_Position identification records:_

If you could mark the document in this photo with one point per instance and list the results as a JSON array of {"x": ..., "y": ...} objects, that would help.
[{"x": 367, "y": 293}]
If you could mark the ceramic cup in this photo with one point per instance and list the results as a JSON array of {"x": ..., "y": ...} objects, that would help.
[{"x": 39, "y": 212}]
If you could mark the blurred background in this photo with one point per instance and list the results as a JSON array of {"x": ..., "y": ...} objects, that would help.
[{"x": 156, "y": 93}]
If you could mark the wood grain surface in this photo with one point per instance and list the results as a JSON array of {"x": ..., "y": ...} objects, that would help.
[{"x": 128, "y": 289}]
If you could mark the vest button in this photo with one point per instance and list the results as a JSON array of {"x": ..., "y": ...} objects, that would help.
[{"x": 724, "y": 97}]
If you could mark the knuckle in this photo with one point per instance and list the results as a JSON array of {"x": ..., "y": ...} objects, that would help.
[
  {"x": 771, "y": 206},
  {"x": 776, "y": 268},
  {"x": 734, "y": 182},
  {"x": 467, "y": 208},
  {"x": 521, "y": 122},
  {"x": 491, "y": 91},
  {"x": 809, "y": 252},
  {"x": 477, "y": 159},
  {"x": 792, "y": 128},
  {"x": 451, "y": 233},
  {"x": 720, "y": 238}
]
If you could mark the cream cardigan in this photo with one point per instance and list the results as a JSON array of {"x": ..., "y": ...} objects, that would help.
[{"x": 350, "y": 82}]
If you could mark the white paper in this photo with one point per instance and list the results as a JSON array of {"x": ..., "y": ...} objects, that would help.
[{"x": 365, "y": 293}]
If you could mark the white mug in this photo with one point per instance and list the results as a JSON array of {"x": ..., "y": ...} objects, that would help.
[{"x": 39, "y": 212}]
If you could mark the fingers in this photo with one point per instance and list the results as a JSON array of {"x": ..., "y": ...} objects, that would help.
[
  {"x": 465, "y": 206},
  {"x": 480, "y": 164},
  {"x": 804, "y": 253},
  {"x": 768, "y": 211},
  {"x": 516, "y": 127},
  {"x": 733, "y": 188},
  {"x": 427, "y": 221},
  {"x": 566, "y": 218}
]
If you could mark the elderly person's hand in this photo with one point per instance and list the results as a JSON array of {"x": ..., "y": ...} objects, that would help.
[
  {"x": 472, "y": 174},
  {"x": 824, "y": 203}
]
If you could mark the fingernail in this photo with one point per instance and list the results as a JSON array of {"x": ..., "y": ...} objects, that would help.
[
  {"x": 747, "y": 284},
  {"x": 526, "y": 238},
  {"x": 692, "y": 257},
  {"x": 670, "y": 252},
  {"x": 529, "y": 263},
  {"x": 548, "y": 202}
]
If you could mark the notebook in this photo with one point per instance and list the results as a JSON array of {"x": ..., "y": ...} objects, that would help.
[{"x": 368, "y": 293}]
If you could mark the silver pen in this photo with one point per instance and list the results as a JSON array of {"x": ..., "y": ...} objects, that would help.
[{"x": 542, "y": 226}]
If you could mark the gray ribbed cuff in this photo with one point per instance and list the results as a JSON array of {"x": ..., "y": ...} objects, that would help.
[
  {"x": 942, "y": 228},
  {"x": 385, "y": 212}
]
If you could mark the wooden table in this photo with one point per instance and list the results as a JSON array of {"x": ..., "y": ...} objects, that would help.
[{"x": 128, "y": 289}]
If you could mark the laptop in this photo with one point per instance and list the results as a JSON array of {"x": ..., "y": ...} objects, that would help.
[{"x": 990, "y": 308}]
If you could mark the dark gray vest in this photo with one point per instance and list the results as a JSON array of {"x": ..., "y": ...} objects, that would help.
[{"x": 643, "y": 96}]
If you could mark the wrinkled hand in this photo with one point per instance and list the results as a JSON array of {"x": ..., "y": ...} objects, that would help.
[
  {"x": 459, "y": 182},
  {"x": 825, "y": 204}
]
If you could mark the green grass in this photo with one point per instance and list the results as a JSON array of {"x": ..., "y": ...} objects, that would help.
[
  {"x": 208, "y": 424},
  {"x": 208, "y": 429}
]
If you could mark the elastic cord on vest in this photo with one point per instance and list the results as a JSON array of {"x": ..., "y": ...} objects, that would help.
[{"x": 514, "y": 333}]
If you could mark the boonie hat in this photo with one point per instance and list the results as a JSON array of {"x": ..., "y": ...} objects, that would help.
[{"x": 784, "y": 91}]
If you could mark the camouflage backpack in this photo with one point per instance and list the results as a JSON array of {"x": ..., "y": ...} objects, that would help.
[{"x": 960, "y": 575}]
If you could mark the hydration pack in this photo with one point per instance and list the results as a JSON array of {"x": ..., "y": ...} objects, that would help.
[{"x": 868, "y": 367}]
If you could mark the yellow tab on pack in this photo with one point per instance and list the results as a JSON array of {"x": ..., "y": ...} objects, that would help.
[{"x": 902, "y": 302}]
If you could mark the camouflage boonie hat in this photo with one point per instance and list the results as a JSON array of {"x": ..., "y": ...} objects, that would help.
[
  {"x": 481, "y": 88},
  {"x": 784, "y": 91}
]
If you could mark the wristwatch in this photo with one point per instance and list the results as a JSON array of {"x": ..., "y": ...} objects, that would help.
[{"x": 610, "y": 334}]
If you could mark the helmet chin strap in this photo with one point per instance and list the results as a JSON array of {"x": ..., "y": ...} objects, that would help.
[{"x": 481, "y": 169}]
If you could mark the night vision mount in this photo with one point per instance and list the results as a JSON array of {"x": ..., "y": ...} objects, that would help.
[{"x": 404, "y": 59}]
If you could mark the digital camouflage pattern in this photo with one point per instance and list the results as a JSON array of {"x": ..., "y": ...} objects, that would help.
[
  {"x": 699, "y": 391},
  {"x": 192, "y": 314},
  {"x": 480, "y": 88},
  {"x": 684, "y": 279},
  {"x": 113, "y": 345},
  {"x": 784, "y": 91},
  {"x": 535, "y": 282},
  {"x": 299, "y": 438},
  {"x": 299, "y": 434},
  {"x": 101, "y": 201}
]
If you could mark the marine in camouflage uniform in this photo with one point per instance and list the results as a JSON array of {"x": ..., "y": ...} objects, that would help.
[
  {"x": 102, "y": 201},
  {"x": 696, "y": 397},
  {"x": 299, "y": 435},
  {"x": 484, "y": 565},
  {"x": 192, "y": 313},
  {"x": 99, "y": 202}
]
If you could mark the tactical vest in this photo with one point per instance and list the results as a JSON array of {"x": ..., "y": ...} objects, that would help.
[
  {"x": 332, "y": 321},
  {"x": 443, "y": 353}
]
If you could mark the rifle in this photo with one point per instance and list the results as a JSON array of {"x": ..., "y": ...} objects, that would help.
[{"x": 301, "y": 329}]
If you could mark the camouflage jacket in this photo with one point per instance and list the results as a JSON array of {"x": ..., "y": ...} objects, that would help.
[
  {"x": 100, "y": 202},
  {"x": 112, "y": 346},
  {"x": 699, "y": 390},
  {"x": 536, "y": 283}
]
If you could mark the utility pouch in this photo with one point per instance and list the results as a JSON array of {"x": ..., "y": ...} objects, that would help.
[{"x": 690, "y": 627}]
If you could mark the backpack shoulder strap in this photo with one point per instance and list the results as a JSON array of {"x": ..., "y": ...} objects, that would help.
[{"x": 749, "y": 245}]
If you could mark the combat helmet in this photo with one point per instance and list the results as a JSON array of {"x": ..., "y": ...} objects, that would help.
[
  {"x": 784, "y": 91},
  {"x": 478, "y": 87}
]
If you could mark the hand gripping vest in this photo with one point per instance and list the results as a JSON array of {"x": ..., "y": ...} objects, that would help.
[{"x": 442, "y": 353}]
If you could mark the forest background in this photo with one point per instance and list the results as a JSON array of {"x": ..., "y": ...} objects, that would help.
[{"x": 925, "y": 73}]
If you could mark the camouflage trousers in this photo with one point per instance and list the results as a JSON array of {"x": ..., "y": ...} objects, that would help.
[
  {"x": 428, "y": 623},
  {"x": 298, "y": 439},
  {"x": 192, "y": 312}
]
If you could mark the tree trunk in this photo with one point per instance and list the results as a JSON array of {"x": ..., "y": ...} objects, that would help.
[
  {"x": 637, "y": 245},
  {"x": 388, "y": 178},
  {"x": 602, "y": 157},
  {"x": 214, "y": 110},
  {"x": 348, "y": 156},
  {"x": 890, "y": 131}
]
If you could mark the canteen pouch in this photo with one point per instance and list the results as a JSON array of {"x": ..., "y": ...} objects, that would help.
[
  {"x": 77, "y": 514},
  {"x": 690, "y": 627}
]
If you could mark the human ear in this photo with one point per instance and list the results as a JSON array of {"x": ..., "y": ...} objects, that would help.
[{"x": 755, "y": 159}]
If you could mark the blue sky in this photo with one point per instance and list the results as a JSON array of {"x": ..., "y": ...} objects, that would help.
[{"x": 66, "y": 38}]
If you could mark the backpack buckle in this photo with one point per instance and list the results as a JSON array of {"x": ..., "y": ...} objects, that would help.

_Task:_ Take the line with "If you could mark the camouflage trousers" and all lines after it to the last line, and reproduce them exactly.

_Task output:_
If you could mark the camouflage trousers in this photo with one point per instance and list the results as a JSON array of {"x": ..., "y": ...} objects, that would help.
[
  {"x": 428, "y": 623},
  {"x": 298, "y": 439},
  {"x": 192, "y": 312}
]
If you could mark the tree trunk in this photo with one point per instance and list the results as a JSON array of {"x": ..., "y": ...} objects, that would help.
[
  {"x": 637, "y": 245},
  {"x": 388, "y": 178},
  {"x": 602, "y": 157},
  {"x": 214, "y": 110},
  {"x": 348, "y": 156},
  {"x": 890, "y": 131}
]
If you could mark the canteen pouch in this photo with one point per instance and list the results as a JSON array of {"x": ..., "y": ...} objects, that would help.
[
  {"x": 77, "y": 514},
  {"x": 690, "y": 627}
]
If you could mark the human ear in this photo with one point per instance and list the results as a JSON array of {"x": ..., "y": ...} objects, that would help.
[{"x": 755, "y": 159}]
If you could mark the blue sky in this photo with one point per instance and list the results as a JSON array of {"x": ..., "y": ...} objects, that would help.
[{"x": 66, "y": 38}]
If you could mark the backpack buckle in this photo with one point per instance and list the results as a JSON array of {"x": ..., "y": ...} objects, that would help.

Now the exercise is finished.